— Start Given records —
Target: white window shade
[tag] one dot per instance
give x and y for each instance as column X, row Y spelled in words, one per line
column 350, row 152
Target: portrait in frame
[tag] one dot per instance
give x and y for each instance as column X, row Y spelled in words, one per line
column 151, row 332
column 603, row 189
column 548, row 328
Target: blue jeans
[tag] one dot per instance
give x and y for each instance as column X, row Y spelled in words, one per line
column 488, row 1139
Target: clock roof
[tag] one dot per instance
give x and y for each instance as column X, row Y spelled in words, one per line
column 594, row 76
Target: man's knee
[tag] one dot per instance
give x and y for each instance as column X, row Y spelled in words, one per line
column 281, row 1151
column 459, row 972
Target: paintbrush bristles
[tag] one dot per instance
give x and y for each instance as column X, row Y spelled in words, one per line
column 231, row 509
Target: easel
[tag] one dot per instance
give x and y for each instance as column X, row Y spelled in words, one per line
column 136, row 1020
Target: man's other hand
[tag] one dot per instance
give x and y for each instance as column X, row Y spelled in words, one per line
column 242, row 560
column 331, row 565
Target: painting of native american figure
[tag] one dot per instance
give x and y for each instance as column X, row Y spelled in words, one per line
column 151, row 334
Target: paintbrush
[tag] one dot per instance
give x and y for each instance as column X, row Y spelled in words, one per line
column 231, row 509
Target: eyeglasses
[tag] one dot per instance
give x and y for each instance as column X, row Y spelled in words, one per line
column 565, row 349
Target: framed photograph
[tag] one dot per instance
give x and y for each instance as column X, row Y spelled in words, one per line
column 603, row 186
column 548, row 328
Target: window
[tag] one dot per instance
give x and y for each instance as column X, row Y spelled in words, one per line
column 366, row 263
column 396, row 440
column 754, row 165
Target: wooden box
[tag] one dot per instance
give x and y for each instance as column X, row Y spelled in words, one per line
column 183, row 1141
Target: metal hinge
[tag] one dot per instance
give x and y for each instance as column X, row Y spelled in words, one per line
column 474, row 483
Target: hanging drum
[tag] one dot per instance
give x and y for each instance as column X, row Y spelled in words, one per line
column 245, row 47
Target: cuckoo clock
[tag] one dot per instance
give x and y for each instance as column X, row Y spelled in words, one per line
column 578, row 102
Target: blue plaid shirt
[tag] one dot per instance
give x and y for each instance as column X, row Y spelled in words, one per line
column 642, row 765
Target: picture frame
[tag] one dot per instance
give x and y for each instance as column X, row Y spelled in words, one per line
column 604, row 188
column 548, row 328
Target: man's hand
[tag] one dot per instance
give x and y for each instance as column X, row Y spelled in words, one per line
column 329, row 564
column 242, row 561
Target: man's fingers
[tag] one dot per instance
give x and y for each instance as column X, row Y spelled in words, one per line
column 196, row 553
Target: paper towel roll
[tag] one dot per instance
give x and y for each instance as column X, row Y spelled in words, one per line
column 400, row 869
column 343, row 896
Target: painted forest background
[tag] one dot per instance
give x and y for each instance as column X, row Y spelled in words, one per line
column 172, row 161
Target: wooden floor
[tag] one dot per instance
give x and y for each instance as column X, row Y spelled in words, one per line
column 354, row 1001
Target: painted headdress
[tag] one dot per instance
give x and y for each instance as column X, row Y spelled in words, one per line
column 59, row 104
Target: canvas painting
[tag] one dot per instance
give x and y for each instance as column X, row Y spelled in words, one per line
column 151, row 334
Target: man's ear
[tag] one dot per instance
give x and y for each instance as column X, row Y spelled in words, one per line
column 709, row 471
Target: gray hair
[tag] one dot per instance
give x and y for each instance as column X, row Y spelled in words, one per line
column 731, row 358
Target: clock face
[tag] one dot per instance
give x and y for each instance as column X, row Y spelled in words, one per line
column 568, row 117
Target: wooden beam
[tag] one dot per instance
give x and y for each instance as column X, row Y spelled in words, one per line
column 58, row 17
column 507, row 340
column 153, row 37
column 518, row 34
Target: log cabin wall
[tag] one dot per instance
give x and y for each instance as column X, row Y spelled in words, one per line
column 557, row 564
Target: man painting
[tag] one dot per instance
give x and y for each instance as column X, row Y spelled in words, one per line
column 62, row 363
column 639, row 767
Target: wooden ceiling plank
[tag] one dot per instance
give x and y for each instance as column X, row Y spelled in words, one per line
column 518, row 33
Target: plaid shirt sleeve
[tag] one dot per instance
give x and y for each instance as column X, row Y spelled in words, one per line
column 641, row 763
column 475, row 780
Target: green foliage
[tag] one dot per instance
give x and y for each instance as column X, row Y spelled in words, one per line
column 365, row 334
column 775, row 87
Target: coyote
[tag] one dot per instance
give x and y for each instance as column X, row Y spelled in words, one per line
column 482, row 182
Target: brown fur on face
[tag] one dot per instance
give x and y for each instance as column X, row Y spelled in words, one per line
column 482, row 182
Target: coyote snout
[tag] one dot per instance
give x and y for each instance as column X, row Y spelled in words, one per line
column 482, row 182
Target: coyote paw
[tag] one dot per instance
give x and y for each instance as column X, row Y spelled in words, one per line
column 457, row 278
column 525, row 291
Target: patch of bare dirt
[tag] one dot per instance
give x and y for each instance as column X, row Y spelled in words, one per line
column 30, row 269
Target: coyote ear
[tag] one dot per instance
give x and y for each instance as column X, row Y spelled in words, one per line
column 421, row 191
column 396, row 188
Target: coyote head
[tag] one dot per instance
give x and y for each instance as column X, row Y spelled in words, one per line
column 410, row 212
— End Given records —
### Work to complete
Revise the material between its first line and the line holding "column 459, row 972", inclusive, substituting "Object" for every "Target" and leaving all else unchanged. Give only those lines.

### Task answer
Object: white window shade
[tag] one dot per instance
give x and y for each instance as column X, row Y spelled in words, one per line
column 350, row 152
Object: portrait in frame
[tag] one dot per instance
give x and y for each instance as column X, row Y spelled in words, one per line
column 151, row 332
column 603, row 189
column 548, row 328
Object: blue jeans
[tag] one dot per instance
give x and y for each instance as column X, row Y spelled in words, one per line
column 488, row 1139
Object: clock roof
[tag] one dot per instance
give x and y for each instance as column X, row Y spelled in words, one per line
column 594, row 76
Object: man's knee
[tag] one dot per instance
give x and y for each instance as column X, row Y spelled in words, one per line
column 281, row 1151
column 459, row 972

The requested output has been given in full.